## [Things to do]
• 1. Copy out the passage of the data submission guide that begins with the words containing "Reference – We" and ends with "Madagascar Population Data-set.", putting "spreadsheet" in place of "data template".
• 2. Name every variable from the data template that the data submission guide lists.

==== Source passage ====

In order to use these data templates, they must be opened in a tabular data program such as Microsoft Excel or Google Sheets, if you would prefer to use an open source tabular data program, this guide has multiple useful alternatives.

Step 3- Assemble Source Materials

Once you have you have submitted your data proposal and received your data template files, you can begin to assemble your sources and plan out how to extract the data you need.

In this example, we will use a page from the Indian Census of 1872. It is a great example of a document that contains rich amounts of historical information which can be extracted into a data-set and added to the Appraising Risk database for other scholars to analyze and make use of.

Step 4- Extract Data to Template

When approaching a source like this, you will need to identify the elements that will become Objects and the elements which can be matched with Variables. Let’s break this document down to its elements and then convert it into our data- set. To begin with, we can assume that we are collecting population data for each location named in our table, but often it is necessary to select the correct data to fulfill the Variables.

Here are our variables from the data template:

Date – we know that this census is from 1872

Location Name – The names in the Blue boxes

Location Type – We can see that these locations are Districts from the Yellow box

Population – We can find the ‘Total Population’ column in the Green box

Notes – We can note that the document contains other spatial information

Reliability – I’d judge these documents as a 3 – the best information available

Reference – We can reference this as we would any other historical document

Contributor – That’s you!

Below, we can see the same information as it is entered into the data template.

The above example shows only a small selection of data extraction, to view an example of a finalized, large-scale data-set, you can download and explore Professor Gwyn Campbell’s Madagascar Population Data-set.

Step 5- Create Accompanying Essay

Researchers should submit data sets with an accompanying essay that provides any contextual information necessary for users to understand the attached data

Step 6- Submit to the IOWC

Once you have completed your data-set, you can submit it to the IOWC by emailing your filled-in template and accompanying essay to iowc at mcgill dot ca. Eventually, we will have a system to submit data directly into our database, but currently it must be submitted to that email address. Once you submit a data-set, it will be reviewed by a member of the IOWC team before being uploaded into our system.

==== Entries shown ====

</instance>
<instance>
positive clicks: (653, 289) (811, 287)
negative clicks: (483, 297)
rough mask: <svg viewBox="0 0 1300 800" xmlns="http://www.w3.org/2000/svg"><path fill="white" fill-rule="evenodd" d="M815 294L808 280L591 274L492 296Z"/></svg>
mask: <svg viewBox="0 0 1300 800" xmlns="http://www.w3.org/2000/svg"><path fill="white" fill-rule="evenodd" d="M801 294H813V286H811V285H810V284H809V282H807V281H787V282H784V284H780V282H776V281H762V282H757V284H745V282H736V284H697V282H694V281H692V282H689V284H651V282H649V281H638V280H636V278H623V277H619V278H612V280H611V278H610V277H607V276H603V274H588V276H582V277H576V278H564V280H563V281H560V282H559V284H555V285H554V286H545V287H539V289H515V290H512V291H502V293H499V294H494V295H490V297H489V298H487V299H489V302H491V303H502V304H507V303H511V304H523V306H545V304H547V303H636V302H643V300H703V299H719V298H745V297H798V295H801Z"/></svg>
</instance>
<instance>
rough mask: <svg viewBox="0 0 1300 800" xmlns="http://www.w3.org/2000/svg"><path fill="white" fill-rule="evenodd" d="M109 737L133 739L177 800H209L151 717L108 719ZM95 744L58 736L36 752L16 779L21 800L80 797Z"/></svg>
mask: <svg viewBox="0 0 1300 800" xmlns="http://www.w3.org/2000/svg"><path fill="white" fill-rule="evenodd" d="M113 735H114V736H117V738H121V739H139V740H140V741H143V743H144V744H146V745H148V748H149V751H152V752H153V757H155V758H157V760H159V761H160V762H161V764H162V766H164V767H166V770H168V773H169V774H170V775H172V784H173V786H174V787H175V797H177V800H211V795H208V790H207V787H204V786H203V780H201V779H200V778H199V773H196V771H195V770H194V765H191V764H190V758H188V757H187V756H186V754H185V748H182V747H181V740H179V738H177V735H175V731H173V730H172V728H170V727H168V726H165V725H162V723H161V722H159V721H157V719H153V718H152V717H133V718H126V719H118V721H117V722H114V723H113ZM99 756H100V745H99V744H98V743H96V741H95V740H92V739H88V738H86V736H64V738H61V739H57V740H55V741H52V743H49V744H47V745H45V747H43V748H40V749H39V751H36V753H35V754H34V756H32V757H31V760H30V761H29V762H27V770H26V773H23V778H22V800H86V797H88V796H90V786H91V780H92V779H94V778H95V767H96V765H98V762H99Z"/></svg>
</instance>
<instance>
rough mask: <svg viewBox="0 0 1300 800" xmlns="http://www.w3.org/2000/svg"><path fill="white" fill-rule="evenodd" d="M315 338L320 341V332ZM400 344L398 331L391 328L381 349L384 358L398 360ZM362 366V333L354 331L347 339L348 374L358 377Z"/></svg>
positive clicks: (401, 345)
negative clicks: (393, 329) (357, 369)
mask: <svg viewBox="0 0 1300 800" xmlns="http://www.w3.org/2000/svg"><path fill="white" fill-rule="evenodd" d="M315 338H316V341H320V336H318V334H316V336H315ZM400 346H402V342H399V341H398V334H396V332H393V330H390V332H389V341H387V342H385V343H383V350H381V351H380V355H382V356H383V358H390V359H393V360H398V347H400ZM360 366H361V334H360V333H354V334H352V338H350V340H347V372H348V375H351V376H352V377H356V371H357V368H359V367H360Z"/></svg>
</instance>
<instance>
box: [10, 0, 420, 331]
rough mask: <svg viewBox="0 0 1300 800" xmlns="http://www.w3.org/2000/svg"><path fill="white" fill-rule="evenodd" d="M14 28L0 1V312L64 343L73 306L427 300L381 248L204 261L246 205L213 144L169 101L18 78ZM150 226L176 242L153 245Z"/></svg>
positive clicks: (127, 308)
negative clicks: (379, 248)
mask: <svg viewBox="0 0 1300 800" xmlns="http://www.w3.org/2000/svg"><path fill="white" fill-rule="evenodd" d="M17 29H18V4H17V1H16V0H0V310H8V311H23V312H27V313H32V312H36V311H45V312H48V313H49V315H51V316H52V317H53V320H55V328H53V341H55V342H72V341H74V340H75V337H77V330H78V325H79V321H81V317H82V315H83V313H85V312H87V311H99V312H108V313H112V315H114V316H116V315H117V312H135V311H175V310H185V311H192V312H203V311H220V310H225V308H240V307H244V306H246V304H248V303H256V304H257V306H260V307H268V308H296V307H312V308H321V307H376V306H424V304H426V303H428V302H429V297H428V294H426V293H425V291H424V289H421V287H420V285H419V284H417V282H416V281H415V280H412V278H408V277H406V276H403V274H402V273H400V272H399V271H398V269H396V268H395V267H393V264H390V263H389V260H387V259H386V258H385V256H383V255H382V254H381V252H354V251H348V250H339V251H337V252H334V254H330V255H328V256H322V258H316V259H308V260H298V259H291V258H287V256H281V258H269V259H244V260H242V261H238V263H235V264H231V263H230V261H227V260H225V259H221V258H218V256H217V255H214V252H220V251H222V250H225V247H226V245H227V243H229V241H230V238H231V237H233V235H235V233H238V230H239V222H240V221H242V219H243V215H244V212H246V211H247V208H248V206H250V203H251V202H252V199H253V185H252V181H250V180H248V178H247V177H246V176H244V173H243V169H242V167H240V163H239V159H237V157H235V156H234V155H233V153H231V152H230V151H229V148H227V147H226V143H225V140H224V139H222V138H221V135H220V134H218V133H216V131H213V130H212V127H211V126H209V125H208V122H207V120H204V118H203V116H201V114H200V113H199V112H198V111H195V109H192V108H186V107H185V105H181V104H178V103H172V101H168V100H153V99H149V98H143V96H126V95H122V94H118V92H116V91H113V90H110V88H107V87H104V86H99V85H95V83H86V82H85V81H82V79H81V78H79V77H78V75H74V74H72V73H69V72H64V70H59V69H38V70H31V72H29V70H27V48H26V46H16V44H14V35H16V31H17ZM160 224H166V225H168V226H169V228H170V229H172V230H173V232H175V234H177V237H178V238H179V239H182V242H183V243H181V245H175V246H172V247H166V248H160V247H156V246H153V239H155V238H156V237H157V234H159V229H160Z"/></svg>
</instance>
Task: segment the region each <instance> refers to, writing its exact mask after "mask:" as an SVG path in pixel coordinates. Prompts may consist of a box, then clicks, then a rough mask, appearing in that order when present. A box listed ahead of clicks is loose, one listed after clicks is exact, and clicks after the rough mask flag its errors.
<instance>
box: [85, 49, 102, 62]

====

## [Outputs by task]
• 1.
Reference – We can reference this as we would any other historical document

Contributor – That’s you!

Below, we can see the same information as it is entered into the spreadsheet.

The above example shows only a small selection of data extraction, to view an example of a finalized, large-scale data-set, you can download and explore Professor Gwyn Campbell’s Madagascar Population Data-set.

• 2. Date, Location Name, Location Type, Population, Notes, Reliability, Reference, Contributor